Aufgaben:
A – Welche Markenzeichen von Susi Sendling zählt der Textauszug auf? Nenne alle.
B – Zitiere aus dem Textauszug das Stück von "Stück für Stück" bis einschließlich "eben der Rasierer.".

Textauszug:
Dragqueen Susi Sendling (Mitte)

"Damenbart finde ich einfach nicht toll", sagt Susi Sendling. Sie ist aus München zum CSD nach Nürnberg gekommen. Susi bezeichnet sich selbst als bodenständige Dragqueen. Ihre Markenzeichen: eine schwarze, halblange Mireille Mathieu-Perücke, eine dicke Brille auf der Nase, knallroter Lippenstift und ein leichtes, blasses Tagesmakeup. Susi kommt aus München, der Mann dahinter, Matthias, aus Unterfranken. Matthias liebt Bart, trägt ihn gerne selbst. Susi darf keinen Bart haben.

Stück für Stück verwandelt sich Matthias in Susi. Manche Dragqueens bauen in stundenlanger Arbeit vor Auftritten ihr Gesicht völlig neu, verstecken die glattrasierte Männerhaut unter dicken Schichten Make-Up. Susi ist vergleichsweise schnell zum Leben erweckt. Wichtigstes Accessoire: der Theater-Abdeckstift und eben der Rasierer.

"Also natürlich fängt es mit der Rasur an, zwei, dreimal, dass auch jedes Haar weg ist. Weil, ich hab das Talent, da bleibt öfter mal was stehen und das schaut dann einfach nicht gut aus, wenn du die erste Lage Make up drauf hast und du dich dann abschminken musst und dann noch a mal rasieren musst. Deswegen zwei, drei Mal. Und dann ein Gläschen Prosecco und ein Zigarettchen zur Beruhigung und dann fang ich an, die erste Schicht Make Up aufzulegen und dann geht es weiter mit Puder und Rouge und das längste sind die Augen, da tu ich meist drei, vier Farben drauf und gegebenfalls Wimpern auch noch."

Susi Sendling, Dragqueen

Spätestens seit Conchita Wurst, die mit Bart und im Goldkleid den Eurovision Song Contest gewonnen hat, bauen viele Dragqueens Bart in ihre Kunstfigur ein. Susi Sendling bleibt klassisch.

"Also wenn schon Drag, dann richtig und mit Bart schaut das bei Conchita Wurst natürlich super aus. Aber für mich wäre das noch ein bisschen mehr Aufwand, weil der Bart müsste ja auch noch irgendwie in Szene gesetzt werden. Ich kenn da welche, die tun da extrem viel Glitzer rein. Och, einmal Glitzer in der Wohnung gehabt, kriegst du in nie mehr raus. Nein."

Vorliegende Angaben:
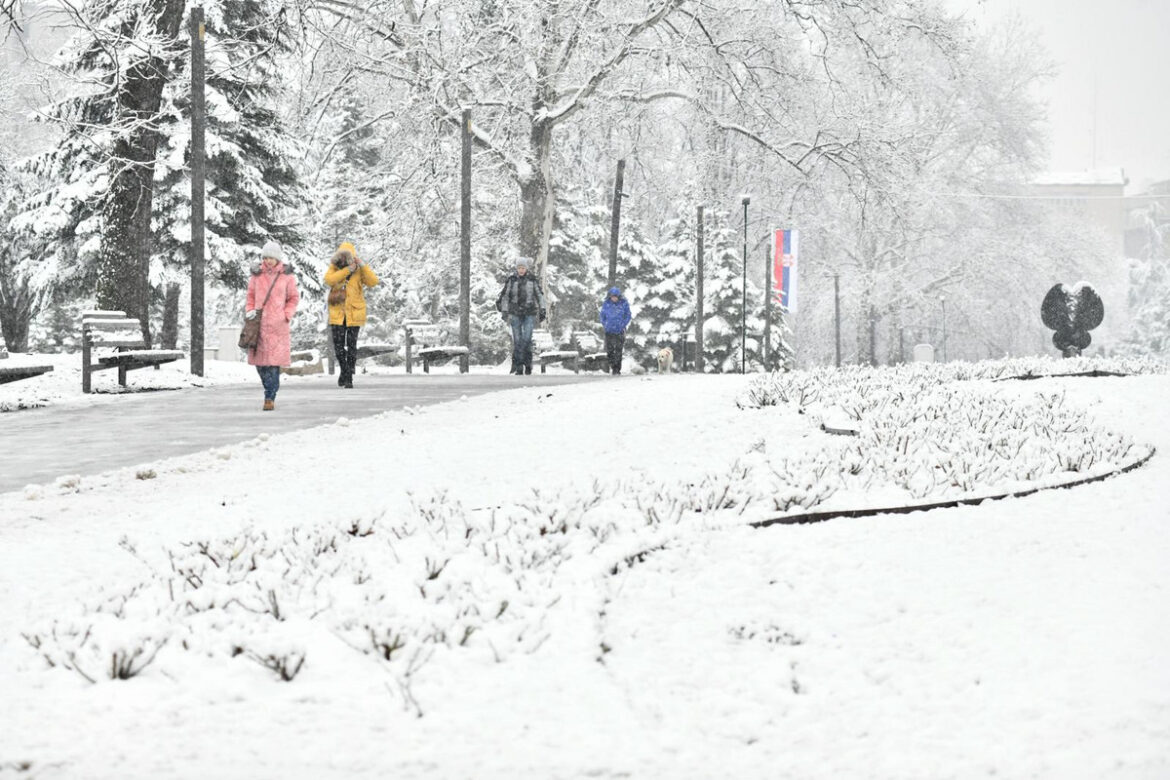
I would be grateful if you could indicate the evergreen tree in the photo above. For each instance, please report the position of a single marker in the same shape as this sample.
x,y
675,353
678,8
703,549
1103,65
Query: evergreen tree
x,y
667,288
577,266
116,214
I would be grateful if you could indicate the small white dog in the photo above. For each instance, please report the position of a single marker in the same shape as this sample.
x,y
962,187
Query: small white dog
x,y
666,358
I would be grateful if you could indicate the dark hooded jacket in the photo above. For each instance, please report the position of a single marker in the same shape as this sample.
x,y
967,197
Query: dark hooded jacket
x,y
521,296
616,316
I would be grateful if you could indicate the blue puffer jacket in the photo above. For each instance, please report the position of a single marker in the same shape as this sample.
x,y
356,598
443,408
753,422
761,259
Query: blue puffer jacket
x,y
616,316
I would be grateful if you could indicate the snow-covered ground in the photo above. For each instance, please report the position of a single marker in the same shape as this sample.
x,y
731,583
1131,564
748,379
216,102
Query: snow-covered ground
x,y
553,606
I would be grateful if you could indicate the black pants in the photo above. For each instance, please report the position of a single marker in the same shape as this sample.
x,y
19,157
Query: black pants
x,y
345,350
614,343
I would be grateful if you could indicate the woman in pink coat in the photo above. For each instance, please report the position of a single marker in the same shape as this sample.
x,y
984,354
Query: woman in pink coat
x,y
272,289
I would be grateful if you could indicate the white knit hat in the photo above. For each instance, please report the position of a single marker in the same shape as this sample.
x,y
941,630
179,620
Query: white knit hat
x,y
272,249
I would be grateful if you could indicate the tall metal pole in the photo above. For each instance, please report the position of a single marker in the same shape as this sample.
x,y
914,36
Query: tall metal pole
x,y
768,304
942,299
743,309
616,223
837,315
465,244
198,122
699,292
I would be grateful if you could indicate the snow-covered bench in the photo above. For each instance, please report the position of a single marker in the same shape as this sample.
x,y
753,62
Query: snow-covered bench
x,y
425,342
14,371
546,351
592,351
122,336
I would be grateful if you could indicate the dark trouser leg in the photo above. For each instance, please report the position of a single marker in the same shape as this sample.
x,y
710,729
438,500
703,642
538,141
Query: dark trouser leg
x,y
351,350
529,323
517,324
614,343
338,333
270,378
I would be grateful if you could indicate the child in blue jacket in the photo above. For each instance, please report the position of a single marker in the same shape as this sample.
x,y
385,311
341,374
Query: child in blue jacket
x,y
614,319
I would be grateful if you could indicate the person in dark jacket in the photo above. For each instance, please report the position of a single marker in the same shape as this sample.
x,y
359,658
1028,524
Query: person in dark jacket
x,y
521,303
614,319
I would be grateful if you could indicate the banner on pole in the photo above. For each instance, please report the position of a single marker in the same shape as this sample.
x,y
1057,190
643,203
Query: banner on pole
x,y
785,250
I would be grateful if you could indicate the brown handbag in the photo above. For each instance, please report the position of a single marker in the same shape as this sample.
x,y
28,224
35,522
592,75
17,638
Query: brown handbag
x,y
337,294
249,335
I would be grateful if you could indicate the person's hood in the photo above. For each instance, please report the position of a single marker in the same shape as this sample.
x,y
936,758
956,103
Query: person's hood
x,y
345,252
259,268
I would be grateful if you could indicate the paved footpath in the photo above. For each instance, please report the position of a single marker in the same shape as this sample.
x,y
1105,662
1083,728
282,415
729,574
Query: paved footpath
x,y
38,446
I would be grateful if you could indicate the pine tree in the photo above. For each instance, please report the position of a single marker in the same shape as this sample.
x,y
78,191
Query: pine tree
x,y
116,215
577,267
667,288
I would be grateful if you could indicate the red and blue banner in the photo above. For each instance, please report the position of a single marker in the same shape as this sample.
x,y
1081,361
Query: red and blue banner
x,y
785,250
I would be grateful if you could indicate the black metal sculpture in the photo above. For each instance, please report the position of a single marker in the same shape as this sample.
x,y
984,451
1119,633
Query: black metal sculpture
x,y
1072,315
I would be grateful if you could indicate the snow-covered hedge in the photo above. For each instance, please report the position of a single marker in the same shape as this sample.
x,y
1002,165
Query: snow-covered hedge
x,y
920,434
398,589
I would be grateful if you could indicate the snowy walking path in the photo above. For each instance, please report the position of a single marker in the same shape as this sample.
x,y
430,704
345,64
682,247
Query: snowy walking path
x,y
138,428
1019,639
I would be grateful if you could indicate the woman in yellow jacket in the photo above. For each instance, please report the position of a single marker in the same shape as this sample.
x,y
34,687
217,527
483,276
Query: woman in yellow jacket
x,y
349,275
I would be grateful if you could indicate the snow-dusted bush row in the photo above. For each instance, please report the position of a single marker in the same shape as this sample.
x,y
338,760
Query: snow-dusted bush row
x,y
922,435
440,579
398,589
1041,366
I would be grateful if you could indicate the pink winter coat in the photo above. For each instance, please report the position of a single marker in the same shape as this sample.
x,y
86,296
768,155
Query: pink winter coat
x,y
275,343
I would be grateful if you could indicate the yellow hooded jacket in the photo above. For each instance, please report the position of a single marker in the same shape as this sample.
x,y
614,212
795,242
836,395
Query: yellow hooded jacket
x,y
352,311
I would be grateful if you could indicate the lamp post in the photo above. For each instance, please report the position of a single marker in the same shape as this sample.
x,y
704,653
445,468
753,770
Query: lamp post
x,y
198,187
837,315
942,299
743,308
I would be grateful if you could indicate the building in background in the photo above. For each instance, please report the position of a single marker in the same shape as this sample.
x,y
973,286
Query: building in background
x,y
1095,197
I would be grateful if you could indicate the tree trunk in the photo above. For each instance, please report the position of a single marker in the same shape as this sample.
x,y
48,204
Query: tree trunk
x,y
123,271
538,202
15,312
171,317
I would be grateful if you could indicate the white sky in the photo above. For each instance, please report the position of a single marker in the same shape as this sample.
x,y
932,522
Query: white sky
x,y
1115,45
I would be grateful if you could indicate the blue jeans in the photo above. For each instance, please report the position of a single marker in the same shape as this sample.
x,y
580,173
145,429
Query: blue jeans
x,y
270,378
522,340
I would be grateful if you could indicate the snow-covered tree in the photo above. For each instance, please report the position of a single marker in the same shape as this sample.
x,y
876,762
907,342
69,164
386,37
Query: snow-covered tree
x,y
118,194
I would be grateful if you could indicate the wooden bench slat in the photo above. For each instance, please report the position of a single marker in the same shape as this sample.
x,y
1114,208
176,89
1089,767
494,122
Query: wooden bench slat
x,y
143,356
114,330
137,344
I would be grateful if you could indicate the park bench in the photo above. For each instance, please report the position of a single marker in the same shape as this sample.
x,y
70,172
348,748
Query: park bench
x,y
592,351
546,351
121,339
425,340
14,372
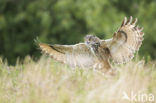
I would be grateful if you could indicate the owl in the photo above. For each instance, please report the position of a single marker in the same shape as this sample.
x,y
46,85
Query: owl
x,y
97,53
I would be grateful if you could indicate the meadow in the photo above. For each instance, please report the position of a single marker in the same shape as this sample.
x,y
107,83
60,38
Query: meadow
x,y
47,81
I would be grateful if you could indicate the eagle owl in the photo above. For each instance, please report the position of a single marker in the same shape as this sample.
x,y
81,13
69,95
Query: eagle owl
x,y
96,53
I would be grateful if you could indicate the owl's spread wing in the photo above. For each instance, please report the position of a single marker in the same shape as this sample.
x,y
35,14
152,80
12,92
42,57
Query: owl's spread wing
x,y
74,55
125,42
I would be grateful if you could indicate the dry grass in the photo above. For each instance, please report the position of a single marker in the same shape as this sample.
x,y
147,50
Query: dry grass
x,y
47,81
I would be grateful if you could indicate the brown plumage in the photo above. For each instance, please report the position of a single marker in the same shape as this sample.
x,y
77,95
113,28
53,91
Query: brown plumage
x,y
96,52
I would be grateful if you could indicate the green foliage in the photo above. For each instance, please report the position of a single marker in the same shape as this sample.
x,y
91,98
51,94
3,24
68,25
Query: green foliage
x,y
68,21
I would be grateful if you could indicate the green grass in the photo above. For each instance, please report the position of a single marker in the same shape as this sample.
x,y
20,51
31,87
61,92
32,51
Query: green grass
x,y
48,81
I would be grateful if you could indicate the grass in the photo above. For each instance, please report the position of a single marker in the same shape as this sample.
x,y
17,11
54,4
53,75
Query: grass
x,y
47,81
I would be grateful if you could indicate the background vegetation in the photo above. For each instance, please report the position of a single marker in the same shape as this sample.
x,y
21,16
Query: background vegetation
x,y
68,21
47,81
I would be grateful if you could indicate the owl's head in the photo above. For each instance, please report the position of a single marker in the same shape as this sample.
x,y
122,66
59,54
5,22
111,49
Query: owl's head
x,y
92,40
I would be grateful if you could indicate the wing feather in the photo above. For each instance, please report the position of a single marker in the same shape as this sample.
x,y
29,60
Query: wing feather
x,y
126,41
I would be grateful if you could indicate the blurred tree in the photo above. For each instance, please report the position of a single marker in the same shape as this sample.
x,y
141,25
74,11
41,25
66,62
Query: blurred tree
x,y
67,22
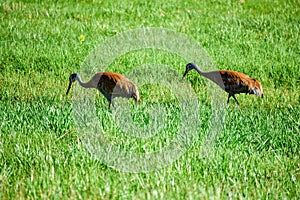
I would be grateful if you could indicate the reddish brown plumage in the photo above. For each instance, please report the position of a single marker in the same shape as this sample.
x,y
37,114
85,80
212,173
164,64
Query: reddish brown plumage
x,y
110,84
231,81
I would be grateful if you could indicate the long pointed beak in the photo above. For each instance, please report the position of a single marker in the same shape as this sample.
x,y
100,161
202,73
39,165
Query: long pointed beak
x,y
185,73
70,84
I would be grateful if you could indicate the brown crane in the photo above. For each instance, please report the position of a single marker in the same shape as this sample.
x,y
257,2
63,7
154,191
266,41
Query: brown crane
x,y
110,84
231,81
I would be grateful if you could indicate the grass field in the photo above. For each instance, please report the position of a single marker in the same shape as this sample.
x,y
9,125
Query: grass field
x,y
256,155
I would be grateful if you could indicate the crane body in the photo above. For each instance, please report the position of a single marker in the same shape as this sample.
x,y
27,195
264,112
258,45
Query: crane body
x,y
110,84
230,81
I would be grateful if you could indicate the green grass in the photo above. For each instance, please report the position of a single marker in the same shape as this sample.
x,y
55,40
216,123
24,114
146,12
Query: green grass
x,y
42,152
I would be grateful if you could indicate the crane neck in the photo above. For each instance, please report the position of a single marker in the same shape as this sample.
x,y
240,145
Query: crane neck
x,y
214,76
84,84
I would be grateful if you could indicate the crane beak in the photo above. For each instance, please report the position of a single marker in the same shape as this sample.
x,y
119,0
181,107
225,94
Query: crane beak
x,y
185,73
70,84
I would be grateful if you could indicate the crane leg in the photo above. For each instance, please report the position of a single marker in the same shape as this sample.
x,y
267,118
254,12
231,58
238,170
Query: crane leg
x,y
236,100
229,95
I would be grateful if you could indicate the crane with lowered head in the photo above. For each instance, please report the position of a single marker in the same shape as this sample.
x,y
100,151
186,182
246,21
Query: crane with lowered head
x,y
230,81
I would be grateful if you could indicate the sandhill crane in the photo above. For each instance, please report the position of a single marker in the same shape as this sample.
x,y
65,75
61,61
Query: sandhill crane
x,y
110,84
231,81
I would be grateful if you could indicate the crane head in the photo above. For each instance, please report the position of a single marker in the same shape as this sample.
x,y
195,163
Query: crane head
x,y
257,88
72,79
189,67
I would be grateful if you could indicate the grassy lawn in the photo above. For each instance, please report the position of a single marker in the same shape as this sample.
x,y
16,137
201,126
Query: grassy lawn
x,y
256,153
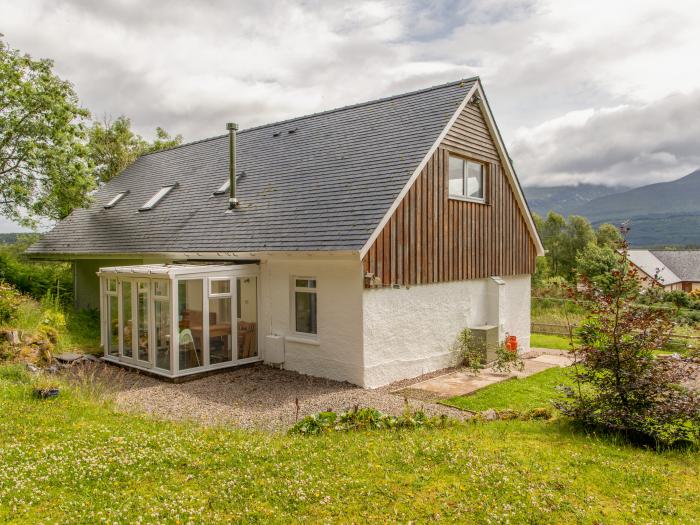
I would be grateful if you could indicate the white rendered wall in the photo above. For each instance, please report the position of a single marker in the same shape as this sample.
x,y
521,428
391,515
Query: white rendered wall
x,y
411,331
336,352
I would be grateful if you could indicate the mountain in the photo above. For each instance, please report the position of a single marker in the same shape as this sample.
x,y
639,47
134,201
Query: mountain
x,y
564,199
678,197
663,214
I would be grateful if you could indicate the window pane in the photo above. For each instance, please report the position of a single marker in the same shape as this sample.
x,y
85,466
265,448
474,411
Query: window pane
x,y
456,176
220,333
248,317
475,180
113,322
162,332
190,323
142,316
128,326
305,310
160,288
220,286
305,283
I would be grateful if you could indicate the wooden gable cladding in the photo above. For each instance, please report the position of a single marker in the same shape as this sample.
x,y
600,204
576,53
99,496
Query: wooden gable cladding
x,y
432,238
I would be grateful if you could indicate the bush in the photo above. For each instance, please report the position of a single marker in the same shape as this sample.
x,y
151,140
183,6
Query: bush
x,y
365,418
619,383
10,301
36,279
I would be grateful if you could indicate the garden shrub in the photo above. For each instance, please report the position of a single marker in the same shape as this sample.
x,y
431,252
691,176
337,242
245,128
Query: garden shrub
x,y
10,301
619,384
365,418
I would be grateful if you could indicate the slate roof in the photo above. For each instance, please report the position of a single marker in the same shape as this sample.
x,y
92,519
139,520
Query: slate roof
x,y
319,182
674,265
684,263
651,265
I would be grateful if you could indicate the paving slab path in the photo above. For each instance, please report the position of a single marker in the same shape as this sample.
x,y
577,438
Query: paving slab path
x,y
465,382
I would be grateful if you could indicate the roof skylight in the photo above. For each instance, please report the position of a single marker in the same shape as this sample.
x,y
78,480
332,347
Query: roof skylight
x,y
157,197
115,200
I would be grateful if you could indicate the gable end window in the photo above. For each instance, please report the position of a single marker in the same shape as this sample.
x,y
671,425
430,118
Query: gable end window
x,y
157,197
466,179
305,306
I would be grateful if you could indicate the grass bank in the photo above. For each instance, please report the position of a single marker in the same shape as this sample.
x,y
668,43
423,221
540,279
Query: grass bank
x,y
534,391
74,459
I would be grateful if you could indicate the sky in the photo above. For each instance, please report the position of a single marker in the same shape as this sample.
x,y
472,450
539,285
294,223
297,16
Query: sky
x,y
603,92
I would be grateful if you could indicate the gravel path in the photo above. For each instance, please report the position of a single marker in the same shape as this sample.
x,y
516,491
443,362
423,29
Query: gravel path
x,y
256,397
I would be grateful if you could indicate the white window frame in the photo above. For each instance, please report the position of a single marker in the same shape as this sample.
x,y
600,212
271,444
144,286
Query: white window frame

Antworten:
A –
- eine schwarze, halblange Mireille Mathieu-Perücke
- eine dicke Brille auf der Nase
- knallroter Lippenstift
- ein leichtes, blasses Tagesmakeup

B –
Stück für Stück verwandelt sich Matthias in Susi. Manche Dragqueens bauen in stundenlanger Arbeit vor Auftritten ihr Gesicht völlig neu, verstecken die glattrasierte Männerhaut unter dicken Schichten Make-Up. Susi ist vergleichsweise schnell zum Leben erweckt. Wichtigstes Accessoire: der Theater-Abdeckstift und eben der Rasierer.